Task instructions » For this exercise, repeat every line of the material exactly.

Data for this exercise »
§ §
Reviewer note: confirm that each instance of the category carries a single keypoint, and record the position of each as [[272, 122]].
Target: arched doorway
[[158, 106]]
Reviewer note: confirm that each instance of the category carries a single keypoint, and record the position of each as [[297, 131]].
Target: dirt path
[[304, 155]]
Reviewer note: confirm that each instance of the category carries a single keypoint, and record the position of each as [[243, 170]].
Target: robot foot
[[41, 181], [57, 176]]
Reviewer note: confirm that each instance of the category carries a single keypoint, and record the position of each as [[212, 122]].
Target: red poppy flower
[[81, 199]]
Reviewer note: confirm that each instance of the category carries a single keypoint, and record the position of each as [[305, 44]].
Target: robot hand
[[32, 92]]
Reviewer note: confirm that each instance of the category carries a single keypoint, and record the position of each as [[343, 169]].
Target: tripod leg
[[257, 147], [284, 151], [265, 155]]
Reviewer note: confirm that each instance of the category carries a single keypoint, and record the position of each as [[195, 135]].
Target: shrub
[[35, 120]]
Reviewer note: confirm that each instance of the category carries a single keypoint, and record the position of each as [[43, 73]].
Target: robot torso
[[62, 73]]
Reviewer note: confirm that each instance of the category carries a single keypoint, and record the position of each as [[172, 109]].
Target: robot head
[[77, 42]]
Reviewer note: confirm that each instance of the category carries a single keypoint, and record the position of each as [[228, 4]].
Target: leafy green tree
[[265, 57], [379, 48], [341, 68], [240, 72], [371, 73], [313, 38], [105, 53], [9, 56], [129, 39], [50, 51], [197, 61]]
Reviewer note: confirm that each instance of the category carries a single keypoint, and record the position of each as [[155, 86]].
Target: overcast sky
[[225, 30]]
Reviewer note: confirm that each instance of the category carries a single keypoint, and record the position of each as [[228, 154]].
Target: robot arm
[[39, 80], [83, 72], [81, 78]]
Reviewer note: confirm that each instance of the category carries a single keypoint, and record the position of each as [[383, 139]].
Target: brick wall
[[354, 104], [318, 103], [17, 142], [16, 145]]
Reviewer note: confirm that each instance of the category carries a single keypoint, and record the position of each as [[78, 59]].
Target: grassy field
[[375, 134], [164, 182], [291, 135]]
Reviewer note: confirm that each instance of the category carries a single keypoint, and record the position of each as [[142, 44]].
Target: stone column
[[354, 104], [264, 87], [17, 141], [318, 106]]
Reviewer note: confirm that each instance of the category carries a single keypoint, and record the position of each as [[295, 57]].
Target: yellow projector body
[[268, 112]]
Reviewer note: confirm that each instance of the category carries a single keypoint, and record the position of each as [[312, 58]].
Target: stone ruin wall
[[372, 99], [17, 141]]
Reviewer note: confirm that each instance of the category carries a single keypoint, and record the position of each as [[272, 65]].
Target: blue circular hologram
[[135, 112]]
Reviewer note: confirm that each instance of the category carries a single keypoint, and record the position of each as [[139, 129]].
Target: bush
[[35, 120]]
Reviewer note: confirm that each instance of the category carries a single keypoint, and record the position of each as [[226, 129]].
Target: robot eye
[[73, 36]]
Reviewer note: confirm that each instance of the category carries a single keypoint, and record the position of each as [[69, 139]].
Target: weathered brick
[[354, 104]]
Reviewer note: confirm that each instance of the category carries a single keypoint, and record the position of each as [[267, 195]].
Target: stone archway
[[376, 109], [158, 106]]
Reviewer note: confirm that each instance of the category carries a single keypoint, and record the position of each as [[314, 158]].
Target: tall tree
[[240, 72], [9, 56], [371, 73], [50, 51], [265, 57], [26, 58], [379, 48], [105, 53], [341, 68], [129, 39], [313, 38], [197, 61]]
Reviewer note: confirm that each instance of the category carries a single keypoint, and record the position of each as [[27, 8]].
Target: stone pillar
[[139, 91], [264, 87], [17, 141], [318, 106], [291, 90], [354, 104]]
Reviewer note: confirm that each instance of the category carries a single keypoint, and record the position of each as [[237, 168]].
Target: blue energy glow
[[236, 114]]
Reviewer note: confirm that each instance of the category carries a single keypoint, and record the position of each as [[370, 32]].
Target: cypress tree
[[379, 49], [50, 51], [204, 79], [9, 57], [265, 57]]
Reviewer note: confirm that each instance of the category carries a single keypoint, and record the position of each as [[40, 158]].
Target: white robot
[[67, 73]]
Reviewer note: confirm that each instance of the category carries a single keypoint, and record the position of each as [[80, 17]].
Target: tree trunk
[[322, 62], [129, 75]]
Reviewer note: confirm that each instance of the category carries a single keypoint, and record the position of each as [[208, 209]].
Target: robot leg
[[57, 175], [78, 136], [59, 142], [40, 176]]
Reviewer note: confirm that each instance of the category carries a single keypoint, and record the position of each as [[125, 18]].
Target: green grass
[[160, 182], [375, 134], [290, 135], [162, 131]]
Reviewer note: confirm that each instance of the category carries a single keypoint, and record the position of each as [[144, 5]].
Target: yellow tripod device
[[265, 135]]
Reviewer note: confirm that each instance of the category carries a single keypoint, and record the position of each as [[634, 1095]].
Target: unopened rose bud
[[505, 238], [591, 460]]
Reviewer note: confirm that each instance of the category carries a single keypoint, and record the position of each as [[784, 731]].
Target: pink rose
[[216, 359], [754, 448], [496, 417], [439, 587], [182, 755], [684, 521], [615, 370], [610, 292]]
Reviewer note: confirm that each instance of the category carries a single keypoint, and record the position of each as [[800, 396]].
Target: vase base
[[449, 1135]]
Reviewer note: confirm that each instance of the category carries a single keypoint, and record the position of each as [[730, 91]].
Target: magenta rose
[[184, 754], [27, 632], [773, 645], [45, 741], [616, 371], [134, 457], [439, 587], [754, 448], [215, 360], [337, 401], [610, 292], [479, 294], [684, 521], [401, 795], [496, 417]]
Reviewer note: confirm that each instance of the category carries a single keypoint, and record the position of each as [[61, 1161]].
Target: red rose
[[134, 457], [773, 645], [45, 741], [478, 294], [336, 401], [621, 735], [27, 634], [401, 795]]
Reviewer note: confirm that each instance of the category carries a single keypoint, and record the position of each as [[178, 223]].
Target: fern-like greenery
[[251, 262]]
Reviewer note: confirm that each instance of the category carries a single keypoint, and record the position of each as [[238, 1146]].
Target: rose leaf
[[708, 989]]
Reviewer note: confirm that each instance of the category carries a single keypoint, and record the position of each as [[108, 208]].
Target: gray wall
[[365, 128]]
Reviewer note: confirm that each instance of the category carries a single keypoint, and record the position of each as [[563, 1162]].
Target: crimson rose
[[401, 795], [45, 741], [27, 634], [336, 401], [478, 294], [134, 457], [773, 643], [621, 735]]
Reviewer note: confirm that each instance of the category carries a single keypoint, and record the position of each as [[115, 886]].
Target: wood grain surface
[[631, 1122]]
§ §
Solution to this problem »
Reviewer note: confirm that each instance of the category carries a single keypoint, and record the position of each as [[272, 122]].
Target: arched doorway
[[158, 106]]
Reviewer note: confirm that each instance of the category carries a single keypoint, and record the position of each as [[297, 131]].
Target: dirt path
[[304, 155]]
Reviewer note: confirm that each instance of the category carries a single keypoint, and record the position of each as [[243, 170]].
Target: robot foot
[[41, 181], [57, 176]]
Reviewer note: confirm that each instance of the category carries a single keypoint, and record the position of each as [[212, 122]].
Target: red poppy flower
[[81, 199]]
Reviewer note: confirm that each instance of the category carries a single keypoint, and record the position of each as [[305, 44]].
Target: robot hand
[[32, 92]]
Reviewer note: confirm that each instance of the category carries a single keypoint, and record the position of each as [[343, 169]].
Target: tripod leg
[[257, 147], [284, 151], [265, 155]]
Reviewer note: confirm that each instance of the category carries a single keypoint, and record the position of each as [[195, 135]].
Target: shrub
[[35, 120]]
Reviewer note: confirm that each instance of the category carries a single keypoint, and record the position of each as [[43, 73]].
Target: robot torso
[[62, 73]]
Reviewer note: confirm that each instance of the category carries a single keypoint, and record the position of each as [[172, 109]].
Target: robot head
[[77, 42]]
Reviewer note: confirm that each instance of the category carries a single keypoint, and record the position of each as [[228, 4]].
Target: leafy green tree
[[265, 57], [379, 48], [341, 68], [240, 72], [371, 73], [313, 38], [105, 53], [9, 56], [129, 39], [50, 51], [197, 61]]
Reviewer note: confirm that each instance of the category carries a single keypoint, and record the position of each as [[155, 86]].
Target: overcast sky
[[225, 30]]
Reviewer note: confirm that each instance of the category carries a single keypoint, and record the position of each as [[228, 154]].
Target: robot arm
[[39, 80], [83, 72], [81, 78]]
Reviewer note: confirm that each instance of the category carries a single keypoint, and record the position of each as [[383, 139]].
Target: brick wall
[[354, 104], [318, 103], [17, 142], [16, 145]]
Reviewer note: confirm that each instance of the category carries a single keypoint, and record the position of each as [[78, 59]].
Target: grassy field
[[375, 134], [164, 182], [291, 135]]
Reviewer note: confirm that each instance of the category carries a single keypoint, and record the position of each as [[142, 44]].
Target: stone column
[[354, 104], [264, 87], [17, 141], [318, 106]]
Reviewer note: confirm that each instance of the category carries a single keypoint, and record the position of each as [[295, 57]].
Target: yellow projector body
[[268, 112]]
Reviewer note: confirm that each instance of the category carries a single keypoint, and record the position of each as [[312, 58]].
Target: stone ruin wall
[[372, 99], [17, 141]]
Reviewer note: confirm that each instance of the category carries a single keypoint, and record the position of each as [[272, 65]].
Target: blue circular hologram
[[135, 112]]
Reviewer note: confirm that each instance of the category carries a single keypoint, and record the position of each as [[139, 129]].
Target: bush
[[35, 120]]
Reviewer note: confirm that each instance of the category carries a single keypoint, and record the position of each as [[226, 129]].
Target: robot eye
[[73, 36]]
Reviewer note: confirm that each instance of the category carries a single keypoint, and record the position of each as [[69, 139]].
Target: weathered brick
[[354, 104]]
Reviewer note: confirm that each instance of the category carries a single keypoint, and record the position of each as [[267, 195]].
Target: stone archway
[[376, 109], [158, 106]]
Reviewer note: confirm that each instance of the category carries a single keypoint, and record the position of each as [[314, 158]].
Target: tall tree
[[240, 72], [9, 56], [371, 73], [50, 51], [265, 57], [26, 58], [379, 48], [105, 53], [341, 68], [129, 39], [313, 38], [197, 61]]
Reviewer note: confirm that each instance of the category carries a single keypoint, and record the position of each as [[27, 8]].
Target: stone pillar
[[139, 91], [264, 87], [17, 141], [318, 106], [291, 90], [354, 104]]
Reviewer note: confirm that each instance of the category carries a single keypoint, and record the position of each as [[237, 168]].
Target: blue energy glow
[[236, 114]]
Reviewer note: confirm that each instance of the category carries a single keypoint, and record the position of each as [[370, 32]].
Target: cypress tree
[[379, 49], [50, 51], [204, 79], [9, 57], [265, 57]]
Reviewer note: confirm that each instance of the category carries a single keypoint, and record the position of each as [[40, 158]].
Target: white robot
[[67, 73]]
Reviewer note: confirm that each instance of the category carries a single keypoint, and record the position of each as [[80, 17]].
Target: tree trunk
[[322, 62], [129, 75]]
Reviewer note: confirm that each instance of the category carries a single keypoint, and record the position of each as [[208, 209]].
Target: robot leg
[[57, 175], [78, 136], [59, 142], [40, 176]]
Reviewer note: confirm that each instance of the category carries a single keypoint, and record the position of each as [[125, 18]].
Target: green grass
[[160, 182], [375, 134], [290, 135], [162, 131]]
Reviewer note: confirm that each instance of the category carries a single keypoint, and record the position of each as [[144, 5]].
Target: yellow tripod device
[[265, 135]]
Reviewer note: confirm that each instance of the category carries a single keypoint, and record the position of each as [[634, 1095]].
Target: unopened rose bud
[[505, 238], [591, 460]]
Reviewer note: confirm that each instance of the category carries a single keypoint, and record the position of each as [[784, 731]].
Target: pink rose
[[216, 359], [754, 448], [496, 417], [439, 587], [182, 755], [684, 521], [615, 370], [610, 292]]
Reviewer note: confirm that each instance of the category carries a single keypoint, and record the position of each as [[800, 396]].
Target: vase base
[[449, 1135]]
Reviewer note: confirm that each instance of the category carries a single keypoint, and record the position of each as [[730, 91]].
Target: magenta rose
[[184, 754], [27, 632], [773, 645], [45, 741], [616, 371], [134, 457], [439, 587], [754, 448], [215, 360], [337, 401], [610, 292], [479, 294], [684, 521], [401, 795], [496, 417]]
Reviewer note: confirm that each instance of the category carries a single keypoint, and record the position of each as [[61, 1161]].
Target: red rose
[[134, 457], [773, 645], [45, 741], [478, 294], [336, 401], [621, 735], [27, 634], [401, 795]]
Reviewer note: confirm that each instance of the category carries a single keypoint, and record the position of each as [[178, 223]].
Target: fern-like greenery
[[251, 262]]
Reviewer note: confirm that each instance of the category carries a single keypoint, and record the position of each as [[238, 1146]].
Target: rose leaf
[[708, 989]]
Reviewer note: confirm that each instance of the category carries a single keypoint, and record the position of each as [[108, 208]].
Target: gray wall
[[365, 128]]
Reviewer note: confirm that each instance of the category carries a single keypoint, and record the position of each as [[563, 1162]].
Target: crimson rose
[[401, 795], [45, 741], [27, 634], [336, 401], [478, 294], [134, 457], [773, 643], [621, 735]]
Reviewer note: confirm that each instance of the category carries a single keypoint, and record the position of each as [[115, 886]].
Target: wood grain surface
[[631, 1122]]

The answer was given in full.